**OBJECTIVE**
Quote the listing below in full and exactly as written, but omit every picture.

**Object point labels**
○ ○ ○

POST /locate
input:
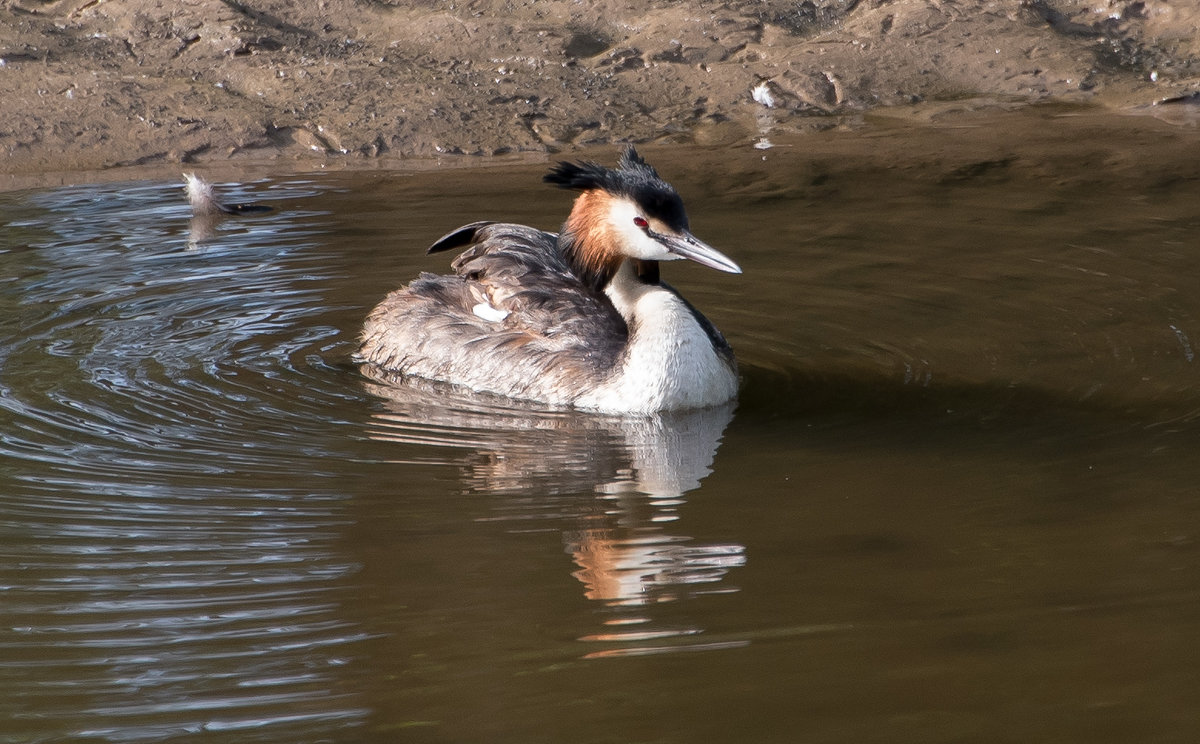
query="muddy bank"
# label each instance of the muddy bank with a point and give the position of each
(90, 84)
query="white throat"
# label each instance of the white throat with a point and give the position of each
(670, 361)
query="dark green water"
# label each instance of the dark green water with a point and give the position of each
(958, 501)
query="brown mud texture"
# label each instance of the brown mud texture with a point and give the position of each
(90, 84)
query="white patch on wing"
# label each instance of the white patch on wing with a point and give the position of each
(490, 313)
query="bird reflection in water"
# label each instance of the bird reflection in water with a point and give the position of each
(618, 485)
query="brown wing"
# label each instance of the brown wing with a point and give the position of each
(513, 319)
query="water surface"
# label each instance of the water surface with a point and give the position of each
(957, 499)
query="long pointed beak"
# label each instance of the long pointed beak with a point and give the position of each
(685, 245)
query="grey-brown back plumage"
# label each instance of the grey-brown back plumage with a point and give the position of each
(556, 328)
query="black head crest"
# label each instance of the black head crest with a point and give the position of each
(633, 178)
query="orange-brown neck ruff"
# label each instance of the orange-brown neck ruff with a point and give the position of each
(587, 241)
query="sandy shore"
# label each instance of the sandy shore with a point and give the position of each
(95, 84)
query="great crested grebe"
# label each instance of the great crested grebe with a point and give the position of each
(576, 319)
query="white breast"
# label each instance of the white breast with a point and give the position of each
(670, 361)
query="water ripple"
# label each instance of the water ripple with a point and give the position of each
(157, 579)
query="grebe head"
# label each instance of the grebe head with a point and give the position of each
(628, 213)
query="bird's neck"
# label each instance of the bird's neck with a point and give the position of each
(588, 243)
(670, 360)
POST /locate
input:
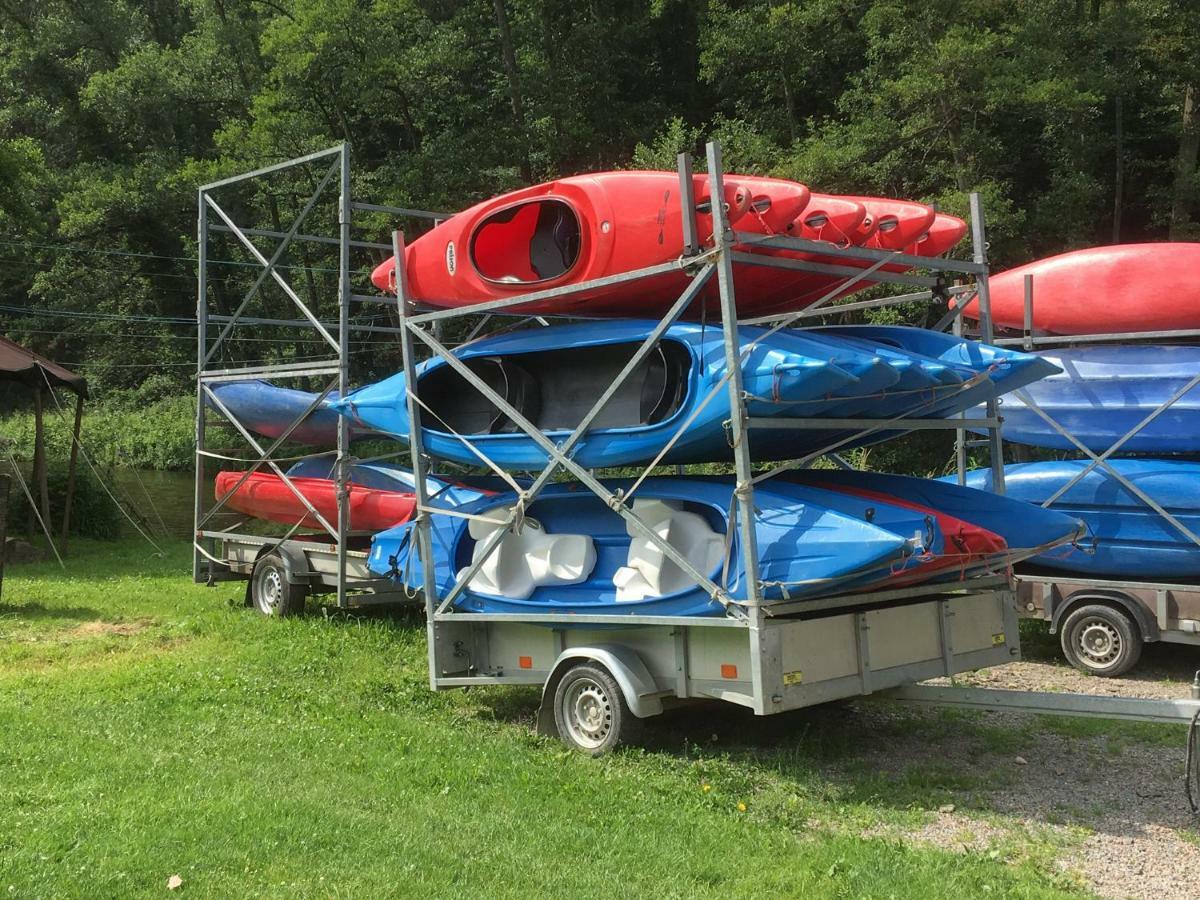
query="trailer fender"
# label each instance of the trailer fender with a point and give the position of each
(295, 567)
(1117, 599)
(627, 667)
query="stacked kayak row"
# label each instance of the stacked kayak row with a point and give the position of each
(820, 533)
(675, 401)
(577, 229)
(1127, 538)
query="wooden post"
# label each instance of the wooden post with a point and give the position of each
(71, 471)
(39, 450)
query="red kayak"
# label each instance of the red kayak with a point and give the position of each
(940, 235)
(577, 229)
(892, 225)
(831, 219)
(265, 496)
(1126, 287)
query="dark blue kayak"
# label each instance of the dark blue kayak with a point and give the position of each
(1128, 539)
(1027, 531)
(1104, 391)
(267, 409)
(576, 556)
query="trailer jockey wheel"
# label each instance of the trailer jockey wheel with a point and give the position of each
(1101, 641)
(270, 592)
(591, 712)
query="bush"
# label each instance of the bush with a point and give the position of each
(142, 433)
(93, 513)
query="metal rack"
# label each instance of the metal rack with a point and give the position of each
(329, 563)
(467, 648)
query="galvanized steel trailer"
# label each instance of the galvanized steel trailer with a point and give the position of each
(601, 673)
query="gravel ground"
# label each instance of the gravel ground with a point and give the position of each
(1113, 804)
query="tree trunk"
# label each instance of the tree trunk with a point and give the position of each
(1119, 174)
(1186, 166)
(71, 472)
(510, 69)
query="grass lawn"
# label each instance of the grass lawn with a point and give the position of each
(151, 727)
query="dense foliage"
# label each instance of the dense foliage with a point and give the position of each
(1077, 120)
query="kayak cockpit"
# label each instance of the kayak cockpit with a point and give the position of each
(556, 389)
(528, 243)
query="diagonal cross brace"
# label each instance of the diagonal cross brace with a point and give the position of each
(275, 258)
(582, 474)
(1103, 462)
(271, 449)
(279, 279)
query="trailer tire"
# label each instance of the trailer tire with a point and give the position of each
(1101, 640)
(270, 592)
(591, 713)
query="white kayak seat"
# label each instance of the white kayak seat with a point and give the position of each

○ ○ ○

**OUTPUT FOR THIS EXERCISE**
POST /locate
input:
query="muddy bank"
# label each instance of the muddy bank with a point and give the position of each
(90, 84)
query="white throat"
# label each instance of the white throat with a point and give the position of each
(670, 361)
query="dark green water"
# label each instance of the dark green water with a point and give the position of each
(958, 501)
query="brown mud texture"
# label each instance of the brown mud texture with a point and give the position of each
(90, 84)
query="white patch on wing"
# label each instance of the white patch on wing with a point and give the position of each
(490, 313)
query="bird reflection in water"
# label each instance of the bird reflection in water with a point and give the position of each
(618, 485)
query="brown wing"
# label each instance of the brown wing with a point and give the position of each
(513, 319)
query="water surface"
# label each instance of the water surface with a point and give the position of each
(957, 499)
query="long pointed beak"
# label each instance of the long pointed beak with a point and give the position of each
(685, 245)
query="grey-brown back plumage"
# label each instance of the grey-brown back plumage with a point and give the position of each
(556, 328)
query="black head crest"
# label each instance of the black head crest with a point and give the position of each
(633, 178)
query="orange-brown neck ruff"
# label each instance of the orange-brown neck ruff with a point and give the position of each
(587, 241)
query="sandy shore"
# label each instance of the sandy shore with a point and give the position of each
(95, 84)
query="great crested grebe"
# label each instance of the great crested grebe with a point and give the position of each
(576, 319)
query="white breast"
# label each instance of the white breast with a point and give the position of each
(670, 361)
query="water ripple"
# label each instance of the water ripple with a point and give the position of each
(157, 579)
query="grebe head"
# label each instance of the grebe head with a point and give the position of each
(628, 213)
query="bird's neck"
# label each instance of the bird's neck with a point and give the position of each
(588, 243)
(670, 360)
POST /locate
input:
query="trailer fender"
# label each instance of the trailer fender with a point and give the position of each
(295, 567)
(1117, 599)
(627, 667)
query="stacked kayak row"
# label each instance of the stacked kayak row with a point and give the position of each
(820, 533)
(675, 401)
(577, 229)
(1127, 538)
query="wooden post"
# label each instance of the wooden post with a point and give the position of each
(71, 471)
(39, 450)
query="red kayak"
# label each instance of the red kayak with a point and give the position of each
(940, 235)
(577, 229)
(892, 225)
(831, 219)
(265, 496)
(1126, 287)
query="dark blue kayak"
# label each instance of the dark blue kayak with a point and give the position of each
(1128, 539)
(1027, 531)
(1104, 391)
(267, 409)
(576, 556)
query="trailer jockey wheel"
# label each instance of the trailer jockey wheel with a point and give the position of each
(1101, 641)
(270, 592)
(591, 712)
query="bush"
# label each instance of the bush with a point and give the position of each
(142, 433)
(93, 513)
query="metal rack"
# label each instance of the metal rack with a point and give the position of each
(329, 563)
(467, 648)
query="galvanized steel trailer"
# label each instance of the galvanized steel trailer with a point and give the position of each
(601, 673)
query="gravel ground"
# label each instance of the gravel ground with a point and give the position of each
(1113, 804)
query="tree trunk"
# label each instance of the tree trunk with a point and give the position of each
(1119, 174)
(1186, 166)
(71, 472)
(510, 69)
query="grass lawn"
# label each instance of the grass lawn with a point and give the position of each
(151, 727)
query="dense foliage"
# label each instance of the dense foliage with a point and give the position of each
(1077, 120)
query="kayak cockpit"
# label each instance of the kayak cockpit with a point and give the position of each
(556, 389)
(528, 243)
query="diagonal cross brace"
# label each instance of the diagonal cross brace with a point and give the position of each
(275, 258)
(582, 474)
(1103, 462)
(271, 449)
(279, 279)
query="trailer tire"
# label each instance of the trailer tire with a point and give the position of each
(1101, 640)
(270, 592)
(591, 713)
query="white kayak seat"
# label each instance of the white kayak seat with a point and give the position of each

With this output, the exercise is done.